Short exercise ->
Reproduce the data below line for line, with no changes.

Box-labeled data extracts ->
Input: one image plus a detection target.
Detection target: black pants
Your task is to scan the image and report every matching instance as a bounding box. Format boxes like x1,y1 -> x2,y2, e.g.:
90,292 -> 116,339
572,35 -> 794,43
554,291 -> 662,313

Final result ->
Input: one image plus a detection target.
Detection target: black pants
Your task is to scan the image and report every matching instance as a bounding box. Format boxes like x1,y1 -> x2,y2, e.g.:
90,292 -> 116,339
572,35 -> 794,43
554,291 -> 662,313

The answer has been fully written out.